> **DATA EXTRACT**:
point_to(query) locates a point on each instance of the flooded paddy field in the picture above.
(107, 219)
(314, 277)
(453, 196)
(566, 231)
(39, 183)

> **STATED EXERCISE**: Rewrite the entries above, swapping "paddy field" for "rice paddy" and keeping everything else the same.

> **ANSWER FOR THE TASK**:
point_to(query) locates a point on each instance of the flooded rice paddy in the picture above.
(107, 219)
(314, 277)
(453, 196)
(566, 231)
(39, 183)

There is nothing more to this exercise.